# Directions for this task:
Transcribe every record that appears below, exactly and in full.

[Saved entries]
_ _ _ _

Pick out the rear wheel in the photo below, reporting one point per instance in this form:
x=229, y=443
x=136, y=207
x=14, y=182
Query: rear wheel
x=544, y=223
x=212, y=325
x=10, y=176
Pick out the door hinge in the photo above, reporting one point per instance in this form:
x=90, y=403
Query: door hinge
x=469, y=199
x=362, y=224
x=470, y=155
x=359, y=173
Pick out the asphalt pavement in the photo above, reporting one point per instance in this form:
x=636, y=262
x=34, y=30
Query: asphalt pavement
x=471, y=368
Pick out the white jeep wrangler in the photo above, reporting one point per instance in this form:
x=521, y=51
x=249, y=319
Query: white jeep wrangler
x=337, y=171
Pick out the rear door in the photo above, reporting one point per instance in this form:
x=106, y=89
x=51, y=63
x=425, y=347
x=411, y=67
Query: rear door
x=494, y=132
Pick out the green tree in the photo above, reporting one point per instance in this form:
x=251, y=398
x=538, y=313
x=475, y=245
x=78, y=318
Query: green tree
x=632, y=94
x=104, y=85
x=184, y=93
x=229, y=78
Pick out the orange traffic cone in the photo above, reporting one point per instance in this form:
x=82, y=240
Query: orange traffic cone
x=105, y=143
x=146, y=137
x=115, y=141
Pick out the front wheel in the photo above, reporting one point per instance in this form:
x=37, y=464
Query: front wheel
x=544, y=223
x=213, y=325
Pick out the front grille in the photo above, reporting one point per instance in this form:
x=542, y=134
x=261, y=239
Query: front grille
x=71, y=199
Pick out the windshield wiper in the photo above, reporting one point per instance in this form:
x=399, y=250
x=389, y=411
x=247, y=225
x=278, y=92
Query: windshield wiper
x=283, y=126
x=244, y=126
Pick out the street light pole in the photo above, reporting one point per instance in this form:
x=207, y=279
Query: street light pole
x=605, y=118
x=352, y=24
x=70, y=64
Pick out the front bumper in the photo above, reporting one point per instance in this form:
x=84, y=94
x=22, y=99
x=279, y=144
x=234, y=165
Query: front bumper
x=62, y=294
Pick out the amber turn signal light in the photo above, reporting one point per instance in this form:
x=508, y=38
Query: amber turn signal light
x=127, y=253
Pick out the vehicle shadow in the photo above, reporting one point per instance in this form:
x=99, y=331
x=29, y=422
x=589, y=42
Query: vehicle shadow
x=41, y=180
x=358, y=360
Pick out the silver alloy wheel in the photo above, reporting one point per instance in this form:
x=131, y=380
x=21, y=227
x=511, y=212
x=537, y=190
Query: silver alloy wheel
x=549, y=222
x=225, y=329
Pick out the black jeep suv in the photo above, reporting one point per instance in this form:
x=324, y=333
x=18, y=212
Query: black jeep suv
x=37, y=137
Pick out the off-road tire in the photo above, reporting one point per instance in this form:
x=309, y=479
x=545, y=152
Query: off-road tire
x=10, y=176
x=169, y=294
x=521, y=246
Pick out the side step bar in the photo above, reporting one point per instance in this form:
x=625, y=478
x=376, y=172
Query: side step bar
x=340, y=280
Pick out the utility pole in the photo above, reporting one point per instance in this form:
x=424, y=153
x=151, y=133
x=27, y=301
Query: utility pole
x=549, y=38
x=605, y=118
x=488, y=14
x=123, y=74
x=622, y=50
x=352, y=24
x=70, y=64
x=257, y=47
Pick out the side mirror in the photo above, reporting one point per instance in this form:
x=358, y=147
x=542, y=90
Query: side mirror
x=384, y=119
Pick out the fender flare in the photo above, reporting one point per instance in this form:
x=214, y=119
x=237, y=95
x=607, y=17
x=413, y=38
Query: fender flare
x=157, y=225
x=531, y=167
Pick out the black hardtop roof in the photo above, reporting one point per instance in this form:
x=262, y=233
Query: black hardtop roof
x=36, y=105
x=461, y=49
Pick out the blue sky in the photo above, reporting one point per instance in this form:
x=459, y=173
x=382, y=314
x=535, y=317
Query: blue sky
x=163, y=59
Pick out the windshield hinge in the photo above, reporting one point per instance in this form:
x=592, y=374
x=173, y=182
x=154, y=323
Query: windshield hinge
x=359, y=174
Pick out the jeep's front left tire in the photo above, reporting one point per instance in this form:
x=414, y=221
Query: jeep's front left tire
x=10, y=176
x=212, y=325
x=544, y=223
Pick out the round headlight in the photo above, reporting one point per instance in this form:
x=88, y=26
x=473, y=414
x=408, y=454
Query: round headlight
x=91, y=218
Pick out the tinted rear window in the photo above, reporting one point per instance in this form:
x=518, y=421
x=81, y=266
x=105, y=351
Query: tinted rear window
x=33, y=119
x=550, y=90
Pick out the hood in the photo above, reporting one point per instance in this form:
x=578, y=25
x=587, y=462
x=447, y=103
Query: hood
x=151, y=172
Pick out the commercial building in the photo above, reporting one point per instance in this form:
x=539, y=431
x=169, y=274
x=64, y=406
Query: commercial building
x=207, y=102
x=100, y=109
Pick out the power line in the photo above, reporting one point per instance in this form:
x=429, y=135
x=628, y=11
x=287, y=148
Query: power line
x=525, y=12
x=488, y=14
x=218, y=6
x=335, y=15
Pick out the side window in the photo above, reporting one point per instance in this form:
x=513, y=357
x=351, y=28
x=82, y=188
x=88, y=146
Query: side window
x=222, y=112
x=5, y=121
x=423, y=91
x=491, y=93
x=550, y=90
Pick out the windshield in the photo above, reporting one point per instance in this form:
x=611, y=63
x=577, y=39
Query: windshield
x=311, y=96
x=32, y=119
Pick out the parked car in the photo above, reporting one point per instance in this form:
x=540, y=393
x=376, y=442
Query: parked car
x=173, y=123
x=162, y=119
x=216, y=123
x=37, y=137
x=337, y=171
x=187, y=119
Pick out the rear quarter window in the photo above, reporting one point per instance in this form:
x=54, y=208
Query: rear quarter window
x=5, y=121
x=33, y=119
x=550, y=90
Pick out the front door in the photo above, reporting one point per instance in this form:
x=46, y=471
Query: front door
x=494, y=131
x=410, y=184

_ _ _ _

# Full output:
Pick out the rear wheel in the photo below, reporting one point per instance in this form:
x=229, y=443
x=136, y=207
x=14, y=182
Query: rear wheel
x=544, y=223
x=212, y=325
x=10, y=176
Pick out the door hinge in the photo above, reporting one point per instance in this form:
x=90, y=403
Query: door hinge
x=469, y=199
x=362, y=224
x=470, y=155
x=359, y=173
Pick out the asphalt pavement in the photo above, reporting one point per instance in this form:
x=636, y=262
x=34, y=30
Query: asphalt pavement
x=471, y=368
Pick out the white jeep wrangler in the photo above, reporting one point per instance in this form:
x=521, y=51
x=249, y=319
Query: white jeep wrangler
x=337, y=171
Pick out the rear door in the photo above, reporting one point per instance in this form:
x=106, y=89
x=51, y=63
x=425, y=347
x=411, y=67
Query: rear door
x=494, y=132
Pick out the green tree in the photo above, reporting one point per instance in this form:
x=251, y=398
x=538, y=313
x=475, y=245
x=78, y=318
Query: green tree
x=632, y=94
x=104, y=85
x=184, y=93
x=229, y=78
Pick out the orange traffic cone in the photo above, reporting one point per instance in this form:
x=82, y=240
Query: orange traffic cone
x=105, y=143
x=146, y=137
x=115, y=141
Pick out the front wheel in the photo above, reporting one point per instance in this form:
x=37, y=464
Query: front wheel
x=544, y=223
x=213, y=325
Pick out the front grille in the photo above, reporting one point per instance in this form:
x=542, y=134
x=261, y=239
Query: front grille
x=71, y=199
Pick out the windshield wiper in the photo above, reporting one point per instance in this form:
x=399, y=250
x=389, y=411
x=247, y=225
x=278, y=92
Query: windshield wiper
x=283, y=126
x=244, y=126
Pick out the street light pole in the photo above, reporting one point per instance in this form:
x=207, y=279
Query: street light pole
x=605, y=118
x=352, y=24
x=70, y=64
Pick out the front bumper in the photo above, reporting one point per instance in this form:
x=84, y=94
x=22, y=99
x=279, y=144
x=234, y=165
Query: front bumper
x=62, y=294
Pick out the amber turn signal light in the photo above, reporting one point per instance in this form:
x=508, y=38
Query: amber turn signal light
x=127, y=253
Pick out the vehicle shadow in the photo above, reporting one point per instance in this form:
x=99, y=331
x=29, y=422
x=589, y=42
Query: vehicle shadow
x=41, y=180
x=358, y=360
Pick out the silver alloy wheel in the photo above, reporting one point per instance in this form:
x=131, y=380
x=21, y=227
x=511, y=212
x=537, y=190
Query: silver alloy wheel
x=549, y=222
x=225, y=329
Pick out the black jeep suv in the photo above, reporting one point per instance in this form:
x=324, y=333
x=18, y=212
Query: black jeep suv
x=37, y=137
Pick out the off-road tire in the photo above, reporting one point per instance in this form:
x=309, y=479
x=545, y=152
Query: off-road tire
x=10, y=176
x=169, y=294
x=521, y=246
Pick out the side step bar in the photo above, reporting one point per instance in this form:
x=625, y=478
x=376, y=172
Query: side step bar
x=340, y=280
Pick out the utility pole in the photo above, reporting one point per instance in this form:
x=424, y=153
x=151, y=133
x=27, y=301
Query: utility pole
x=549, y=38
x=605, y=118
x=488, y=14
x=123, y=74
x=622, y=50
x=352, y=24
x=70, y=64
x=257, y=47
Pick out the side mirror in the photo above, reporting one point per instance in this form:
x=358, y=147
x=542, y=90
Query: side mirror
x=384, y=119
Pick out the fender flare in the photo above, reporting one point per instance in this form:
x=214, y=119
x=237, y=95
x=607, y=17
x=413, y=38
Query: fender flare
x=157, y=225
x=531, y=167
Pick out the black hardtop roof in the photo above, reporting one point per instance in this form:
x=262, y=233
Query: black hardtop roof
x=36, y=105
x=461, y=49
Pick out the blue sky in the photo above, reporting one point per instance in this form:
x=459, y=173
x=382, y=314
x=535, y=317
Query: blue sky
x=163, y=59
Pick out the windshield hinge in the photo above, reporting one point per instance in this form:
x=592, y=374
x=173, y=182
x=154, y=323
Query: windshield hinge
x=359, y=174
Pick out the jeep's front left tire in the photo above, reporting one point per instance in this form:
x=414, y=221
Query: jeep's front left tire
x=10, y=176
x=212, y=325
x=544, y=223
Pick out the round headlight in the photo above, reporting one point per instance in this form:
x=88, y=26
x=473, y=414
x=408, y=454
Query: round headlight
x=91, y=218
Pick out the tinted rear window in the photo above, reporting one point per instance in this form:
x=518, y=421
x=81, y=266
x=105, y=351
Query: tinted rear window
x=33, y=119
x=550, y=90
Pick out the hood in the photo above, reporting one point per instance in this form:
x=578, y=25
x=587, y=462
x=447, y=103
Query: hood
x=151, y=172
Pick out the commercial building in the photo above, reporting one point per instance in this form:
x=539, y=431
x=169, y=274
x=64, y=406
Query: commercial building
x=207, y=102
x=100, y=109
Pick out the power line in the photo above, reporting one point per instance in this form:
x=429, y=135
x=628, y=11
x=287, y=148
Query: power line
x=525, y=12
x=488, y=14
x=218, y=6
x=335, y=15
Pick out the side window in the photo above, reporting one point per instance in this form:
x=513, y=357
x=351, y=28
x=82, y=188
x=88, y=146
Query: side window
x=222, y=112
x=5, y=121
x=423, y=91
x=491, y=93
x=550, y=90
Pick out the windshield in the photo above, reporting one point per instance in this form:
x=611, y=63
x=577, y=39
Query: windshield
x=311, y=96
x=32, y=119
Pick out the parked car in the photo above, reporting one point per instance in this form:
x=540, y=393
x=376, y=442
Query: parked car
x=173, y=123
x=162, y=119
x=216, y=123
x=37, y=137
x=337, y=171
x=187, y=119
Pick out the rear quarter window in the photo above, reporting one point per instance in this form:
x=54, y=208
Query: rear quarter window
x=5, y=121
x=33, y=119
x=550, y=90
Pick out the front door in the photo above, reporting one point per instance in this form:
x=46, y=471
Query: front door
x=494, y=131
x=410, y=184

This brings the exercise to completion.